#### What you will do:
Format everything from the start of the material down to the line containing "428,489 -> 491,567", inclusive, as a numbered list, omitting any blank lines.

Records excerpted from a collection:
Start
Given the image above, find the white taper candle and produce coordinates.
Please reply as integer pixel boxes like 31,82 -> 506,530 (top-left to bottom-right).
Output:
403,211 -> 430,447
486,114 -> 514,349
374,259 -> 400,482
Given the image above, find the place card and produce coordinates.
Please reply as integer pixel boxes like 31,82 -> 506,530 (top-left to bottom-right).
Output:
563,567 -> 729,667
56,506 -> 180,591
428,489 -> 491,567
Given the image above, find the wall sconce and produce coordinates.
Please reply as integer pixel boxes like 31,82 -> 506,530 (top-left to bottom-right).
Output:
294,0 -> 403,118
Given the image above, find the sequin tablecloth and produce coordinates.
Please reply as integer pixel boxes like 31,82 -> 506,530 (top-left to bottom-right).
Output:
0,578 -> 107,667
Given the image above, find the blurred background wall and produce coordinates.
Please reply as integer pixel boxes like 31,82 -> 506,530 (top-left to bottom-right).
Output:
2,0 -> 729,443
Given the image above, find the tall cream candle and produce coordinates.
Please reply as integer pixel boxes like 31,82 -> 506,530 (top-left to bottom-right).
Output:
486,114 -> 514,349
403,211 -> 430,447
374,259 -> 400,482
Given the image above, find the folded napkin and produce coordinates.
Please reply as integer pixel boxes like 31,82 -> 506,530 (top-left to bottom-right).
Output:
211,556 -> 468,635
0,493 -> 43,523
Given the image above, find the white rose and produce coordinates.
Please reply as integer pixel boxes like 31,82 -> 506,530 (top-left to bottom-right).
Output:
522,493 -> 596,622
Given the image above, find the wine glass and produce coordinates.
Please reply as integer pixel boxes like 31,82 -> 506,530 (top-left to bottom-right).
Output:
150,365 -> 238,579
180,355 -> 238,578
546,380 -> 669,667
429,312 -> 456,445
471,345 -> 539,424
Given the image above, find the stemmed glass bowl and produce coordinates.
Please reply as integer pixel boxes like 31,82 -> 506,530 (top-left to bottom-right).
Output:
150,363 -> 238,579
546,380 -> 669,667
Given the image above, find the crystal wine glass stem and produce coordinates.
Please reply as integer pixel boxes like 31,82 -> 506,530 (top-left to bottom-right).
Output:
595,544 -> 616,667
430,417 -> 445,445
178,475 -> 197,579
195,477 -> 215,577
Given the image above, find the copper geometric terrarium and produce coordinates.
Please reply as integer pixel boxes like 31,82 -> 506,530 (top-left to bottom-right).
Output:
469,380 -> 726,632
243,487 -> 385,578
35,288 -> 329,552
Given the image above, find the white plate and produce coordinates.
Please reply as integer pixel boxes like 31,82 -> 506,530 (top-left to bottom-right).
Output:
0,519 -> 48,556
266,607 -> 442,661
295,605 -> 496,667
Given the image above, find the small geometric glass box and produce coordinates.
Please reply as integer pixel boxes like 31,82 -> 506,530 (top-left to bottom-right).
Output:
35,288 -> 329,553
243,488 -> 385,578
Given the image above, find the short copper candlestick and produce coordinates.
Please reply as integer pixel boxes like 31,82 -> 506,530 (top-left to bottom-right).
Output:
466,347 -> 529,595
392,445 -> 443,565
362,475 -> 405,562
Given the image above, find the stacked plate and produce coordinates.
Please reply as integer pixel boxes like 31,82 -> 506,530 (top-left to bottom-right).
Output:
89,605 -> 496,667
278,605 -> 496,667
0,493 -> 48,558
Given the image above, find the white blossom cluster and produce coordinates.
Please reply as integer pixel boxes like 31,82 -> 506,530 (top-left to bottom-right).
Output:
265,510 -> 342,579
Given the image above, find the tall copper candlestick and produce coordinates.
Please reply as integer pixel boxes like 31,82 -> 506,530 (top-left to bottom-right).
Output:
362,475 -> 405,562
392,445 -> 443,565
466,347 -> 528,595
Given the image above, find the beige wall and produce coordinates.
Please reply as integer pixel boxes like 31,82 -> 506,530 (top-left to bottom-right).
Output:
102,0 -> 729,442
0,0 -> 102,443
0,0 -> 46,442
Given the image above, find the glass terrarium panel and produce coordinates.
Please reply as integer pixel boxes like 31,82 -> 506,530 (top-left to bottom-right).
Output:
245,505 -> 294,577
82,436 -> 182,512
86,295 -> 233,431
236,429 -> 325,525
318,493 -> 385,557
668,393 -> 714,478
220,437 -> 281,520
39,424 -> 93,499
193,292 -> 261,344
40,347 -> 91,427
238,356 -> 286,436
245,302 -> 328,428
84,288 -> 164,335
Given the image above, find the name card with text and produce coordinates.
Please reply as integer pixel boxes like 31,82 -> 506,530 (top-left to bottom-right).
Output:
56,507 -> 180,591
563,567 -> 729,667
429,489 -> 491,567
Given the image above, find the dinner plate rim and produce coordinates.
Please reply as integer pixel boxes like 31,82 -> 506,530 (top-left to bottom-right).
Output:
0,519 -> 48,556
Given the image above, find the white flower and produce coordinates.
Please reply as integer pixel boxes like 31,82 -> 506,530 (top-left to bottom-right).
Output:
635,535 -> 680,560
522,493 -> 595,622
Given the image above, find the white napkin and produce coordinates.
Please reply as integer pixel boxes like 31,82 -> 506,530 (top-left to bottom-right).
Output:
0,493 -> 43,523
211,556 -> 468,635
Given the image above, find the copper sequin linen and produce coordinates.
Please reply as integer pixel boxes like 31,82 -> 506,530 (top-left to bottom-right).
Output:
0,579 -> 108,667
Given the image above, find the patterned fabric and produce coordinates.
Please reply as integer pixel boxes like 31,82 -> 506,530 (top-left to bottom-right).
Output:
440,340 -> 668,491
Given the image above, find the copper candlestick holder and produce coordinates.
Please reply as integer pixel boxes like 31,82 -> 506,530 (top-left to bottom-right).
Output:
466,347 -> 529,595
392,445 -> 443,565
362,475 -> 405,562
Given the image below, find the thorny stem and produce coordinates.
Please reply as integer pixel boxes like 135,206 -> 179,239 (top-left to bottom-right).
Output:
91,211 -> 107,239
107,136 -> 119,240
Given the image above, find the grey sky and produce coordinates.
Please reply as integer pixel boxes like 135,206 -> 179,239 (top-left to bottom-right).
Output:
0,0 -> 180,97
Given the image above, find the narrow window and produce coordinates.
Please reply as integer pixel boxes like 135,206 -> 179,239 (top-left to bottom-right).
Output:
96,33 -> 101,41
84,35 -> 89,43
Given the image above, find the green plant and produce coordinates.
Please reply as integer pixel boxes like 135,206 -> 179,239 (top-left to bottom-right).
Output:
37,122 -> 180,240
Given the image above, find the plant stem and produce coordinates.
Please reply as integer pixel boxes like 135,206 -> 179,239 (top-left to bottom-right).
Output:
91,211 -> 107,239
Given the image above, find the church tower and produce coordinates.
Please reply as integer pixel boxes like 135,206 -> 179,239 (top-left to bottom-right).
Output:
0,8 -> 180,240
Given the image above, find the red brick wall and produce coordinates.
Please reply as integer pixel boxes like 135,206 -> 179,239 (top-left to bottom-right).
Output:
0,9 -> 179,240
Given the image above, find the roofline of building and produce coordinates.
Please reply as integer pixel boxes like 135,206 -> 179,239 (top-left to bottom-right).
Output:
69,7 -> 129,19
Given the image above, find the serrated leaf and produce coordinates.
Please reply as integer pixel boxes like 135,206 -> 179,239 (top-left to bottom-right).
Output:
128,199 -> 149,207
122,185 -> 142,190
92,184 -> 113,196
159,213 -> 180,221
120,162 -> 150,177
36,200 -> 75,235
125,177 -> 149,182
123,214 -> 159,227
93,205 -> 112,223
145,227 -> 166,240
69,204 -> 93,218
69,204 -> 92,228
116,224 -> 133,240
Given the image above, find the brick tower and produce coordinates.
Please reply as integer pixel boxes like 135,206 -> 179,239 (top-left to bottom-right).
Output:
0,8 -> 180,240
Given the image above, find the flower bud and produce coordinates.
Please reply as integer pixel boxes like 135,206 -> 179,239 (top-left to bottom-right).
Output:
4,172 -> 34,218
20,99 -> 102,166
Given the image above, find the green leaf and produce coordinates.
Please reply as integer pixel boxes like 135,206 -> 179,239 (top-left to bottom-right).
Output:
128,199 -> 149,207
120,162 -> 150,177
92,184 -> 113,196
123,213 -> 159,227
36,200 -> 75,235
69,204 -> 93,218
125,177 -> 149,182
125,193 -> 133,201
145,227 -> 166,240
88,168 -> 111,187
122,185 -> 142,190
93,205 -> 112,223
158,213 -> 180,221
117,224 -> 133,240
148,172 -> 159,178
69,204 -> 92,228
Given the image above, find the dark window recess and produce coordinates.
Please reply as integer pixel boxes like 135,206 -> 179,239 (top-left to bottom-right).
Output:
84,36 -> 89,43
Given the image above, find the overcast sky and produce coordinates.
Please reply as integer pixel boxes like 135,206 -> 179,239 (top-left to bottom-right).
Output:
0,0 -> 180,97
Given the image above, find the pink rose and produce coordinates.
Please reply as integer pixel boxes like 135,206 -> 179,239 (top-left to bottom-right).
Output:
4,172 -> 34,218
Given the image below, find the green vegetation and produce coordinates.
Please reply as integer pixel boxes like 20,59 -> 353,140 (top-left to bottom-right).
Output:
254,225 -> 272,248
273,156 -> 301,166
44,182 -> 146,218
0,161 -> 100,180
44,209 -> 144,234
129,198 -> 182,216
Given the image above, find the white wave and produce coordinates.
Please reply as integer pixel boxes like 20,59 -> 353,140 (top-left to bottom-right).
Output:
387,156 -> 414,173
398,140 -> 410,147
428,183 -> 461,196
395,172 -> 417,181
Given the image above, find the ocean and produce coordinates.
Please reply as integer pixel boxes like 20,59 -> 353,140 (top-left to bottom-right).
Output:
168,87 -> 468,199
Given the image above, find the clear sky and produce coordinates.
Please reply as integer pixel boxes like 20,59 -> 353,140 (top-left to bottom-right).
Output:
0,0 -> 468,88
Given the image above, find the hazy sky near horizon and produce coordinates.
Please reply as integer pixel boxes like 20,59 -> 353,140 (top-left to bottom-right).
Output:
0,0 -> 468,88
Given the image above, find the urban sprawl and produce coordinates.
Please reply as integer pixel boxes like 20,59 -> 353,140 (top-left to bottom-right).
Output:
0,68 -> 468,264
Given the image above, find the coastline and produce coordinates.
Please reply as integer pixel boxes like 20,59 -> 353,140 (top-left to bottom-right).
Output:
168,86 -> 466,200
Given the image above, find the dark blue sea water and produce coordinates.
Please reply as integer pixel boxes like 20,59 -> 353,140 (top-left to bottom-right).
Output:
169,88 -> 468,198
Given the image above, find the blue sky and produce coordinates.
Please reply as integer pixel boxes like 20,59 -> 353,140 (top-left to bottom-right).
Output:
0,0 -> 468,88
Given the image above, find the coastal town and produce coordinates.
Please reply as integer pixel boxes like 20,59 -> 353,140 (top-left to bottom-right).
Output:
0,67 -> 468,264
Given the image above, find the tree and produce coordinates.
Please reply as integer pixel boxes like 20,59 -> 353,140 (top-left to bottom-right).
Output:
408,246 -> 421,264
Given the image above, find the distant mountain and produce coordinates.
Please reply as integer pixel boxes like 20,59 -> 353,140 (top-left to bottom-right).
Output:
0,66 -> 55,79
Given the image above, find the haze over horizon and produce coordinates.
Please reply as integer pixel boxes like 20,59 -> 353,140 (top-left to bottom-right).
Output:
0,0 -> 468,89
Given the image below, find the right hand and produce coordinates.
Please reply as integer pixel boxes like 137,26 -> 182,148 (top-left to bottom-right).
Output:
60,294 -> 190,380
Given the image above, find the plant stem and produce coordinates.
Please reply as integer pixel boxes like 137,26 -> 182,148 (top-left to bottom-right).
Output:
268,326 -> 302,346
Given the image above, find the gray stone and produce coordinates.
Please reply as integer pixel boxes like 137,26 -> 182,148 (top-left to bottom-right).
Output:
End
#### Answer:
1. Given the image above, find the white taper candle and produce coordinates.
2. Please reply as integer pixel boxes like 31,82 -> 506,530 (top-left to bottom-right).
3. Output:
4. 403,211 -> 430,447
5. 486,114 -> 514,349
6. 374,259 -> 400,482
7. Given the image above, find the place card and produce coordinates.
8. Please reply as integer pixel boxes like 31,82 -> 506,530 (top-left to bottom-right).
9. Output:
10. 563,567 -> 729,667
11. 56,506 -> 180,591
12. 428,489 -> 491,567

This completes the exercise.